── Data extract ──
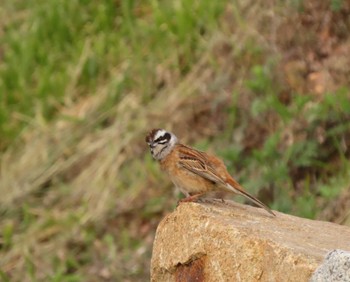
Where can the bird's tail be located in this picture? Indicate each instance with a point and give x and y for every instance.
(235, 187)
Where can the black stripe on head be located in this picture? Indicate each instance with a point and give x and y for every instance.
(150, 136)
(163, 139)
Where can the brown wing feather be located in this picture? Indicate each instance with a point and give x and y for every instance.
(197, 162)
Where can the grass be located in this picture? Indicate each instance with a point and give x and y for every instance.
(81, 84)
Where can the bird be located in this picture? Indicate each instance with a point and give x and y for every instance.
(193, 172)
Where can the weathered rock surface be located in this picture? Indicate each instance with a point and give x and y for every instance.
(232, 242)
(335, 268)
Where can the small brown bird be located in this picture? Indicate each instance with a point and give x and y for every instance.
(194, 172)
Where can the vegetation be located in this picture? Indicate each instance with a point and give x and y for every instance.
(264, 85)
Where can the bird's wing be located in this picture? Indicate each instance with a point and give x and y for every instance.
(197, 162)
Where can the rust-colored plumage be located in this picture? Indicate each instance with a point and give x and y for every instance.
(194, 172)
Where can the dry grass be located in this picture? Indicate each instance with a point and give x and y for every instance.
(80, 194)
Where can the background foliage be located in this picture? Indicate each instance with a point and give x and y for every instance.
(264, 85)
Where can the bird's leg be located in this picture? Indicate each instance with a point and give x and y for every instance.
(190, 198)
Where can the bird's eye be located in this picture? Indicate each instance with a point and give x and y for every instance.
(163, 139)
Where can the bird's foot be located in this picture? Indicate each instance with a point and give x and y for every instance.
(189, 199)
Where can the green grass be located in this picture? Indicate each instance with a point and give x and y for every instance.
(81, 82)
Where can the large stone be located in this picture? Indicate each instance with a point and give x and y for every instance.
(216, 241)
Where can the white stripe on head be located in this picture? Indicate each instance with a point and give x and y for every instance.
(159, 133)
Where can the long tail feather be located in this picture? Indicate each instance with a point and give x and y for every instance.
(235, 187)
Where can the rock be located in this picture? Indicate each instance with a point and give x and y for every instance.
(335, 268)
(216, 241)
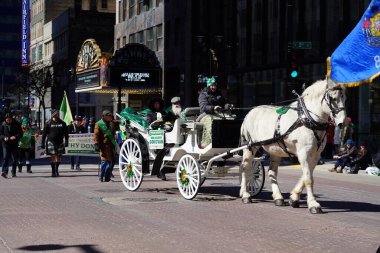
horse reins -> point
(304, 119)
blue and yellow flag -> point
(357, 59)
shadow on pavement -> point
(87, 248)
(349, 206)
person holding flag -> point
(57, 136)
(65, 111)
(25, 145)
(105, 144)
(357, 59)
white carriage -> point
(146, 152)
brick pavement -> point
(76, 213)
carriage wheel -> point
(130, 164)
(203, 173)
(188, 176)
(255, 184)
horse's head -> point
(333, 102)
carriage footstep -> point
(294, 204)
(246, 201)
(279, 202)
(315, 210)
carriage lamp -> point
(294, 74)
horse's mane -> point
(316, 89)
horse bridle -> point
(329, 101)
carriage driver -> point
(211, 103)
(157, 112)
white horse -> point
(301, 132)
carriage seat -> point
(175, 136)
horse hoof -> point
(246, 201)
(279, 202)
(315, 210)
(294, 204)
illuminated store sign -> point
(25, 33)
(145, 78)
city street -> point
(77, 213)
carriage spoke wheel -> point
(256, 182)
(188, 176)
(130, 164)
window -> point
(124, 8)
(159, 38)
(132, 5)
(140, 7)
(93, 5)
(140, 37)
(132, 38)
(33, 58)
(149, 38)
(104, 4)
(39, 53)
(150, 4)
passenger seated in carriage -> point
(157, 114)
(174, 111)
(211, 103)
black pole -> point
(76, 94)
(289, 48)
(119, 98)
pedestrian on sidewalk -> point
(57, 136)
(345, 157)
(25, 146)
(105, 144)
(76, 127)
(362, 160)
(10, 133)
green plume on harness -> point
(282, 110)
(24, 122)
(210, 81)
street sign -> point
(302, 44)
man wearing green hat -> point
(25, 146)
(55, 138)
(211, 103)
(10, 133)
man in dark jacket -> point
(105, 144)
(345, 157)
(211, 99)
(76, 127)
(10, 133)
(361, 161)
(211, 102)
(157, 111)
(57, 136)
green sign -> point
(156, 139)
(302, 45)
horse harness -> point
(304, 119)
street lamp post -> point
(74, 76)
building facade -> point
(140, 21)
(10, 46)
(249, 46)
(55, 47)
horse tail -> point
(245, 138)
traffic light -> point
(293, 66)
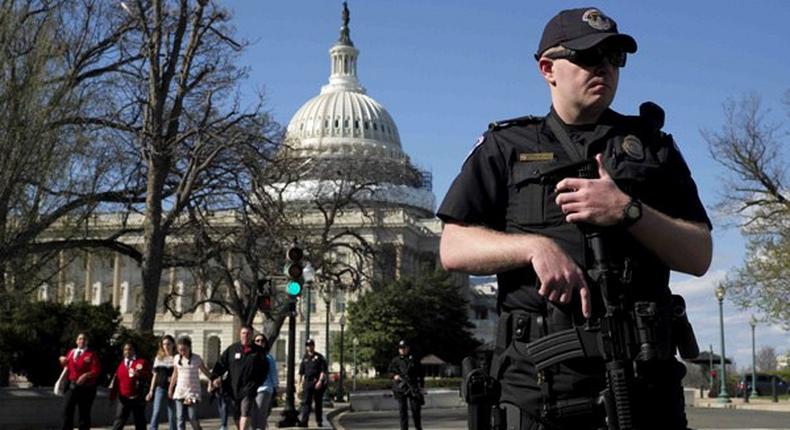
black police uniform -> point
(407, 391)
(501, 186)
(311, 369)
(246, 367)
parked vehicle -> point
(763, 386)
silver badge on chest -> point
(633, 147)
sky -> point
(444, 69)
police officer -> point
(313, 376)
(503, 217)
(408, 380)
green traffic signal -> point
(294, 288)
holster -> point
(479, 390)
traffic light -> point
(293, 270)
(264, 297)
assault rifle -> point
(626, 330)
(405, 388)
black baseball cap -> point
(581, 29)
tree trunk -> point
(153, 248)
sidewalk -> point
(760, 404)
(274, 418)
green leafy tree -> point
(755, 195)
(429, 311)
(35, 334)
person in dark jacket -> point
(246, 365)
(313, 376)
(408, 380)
───
Task item: The only output should be the lines from the one containing "silver badge on chest -> point" through the final line of the material above, copied exactly.

Reply:
silver badge on chest -> point
(633, 147)
sky -> point
(444, 69)
police officer -> point
(313, 376)
(503, 217)
(408, 380)
green traffic signal -> point
(294, 288)
holster -> point
(479, 390)
traffic light -> point
(293, 270)
(264, 297)
assault rifle -> point
(626, 330)
(405, 388)
black baseball cap -> point
(581, 29)
tree trunk -> point
(153, 248)
sidewalk -> point
(760, 404)
(274, 418)
green leafy tree -> point
(755, 195)
(429, 311)
(35, 334)
person in dark jacket -> point
(246, 365)
(313, 376)
(408, 380)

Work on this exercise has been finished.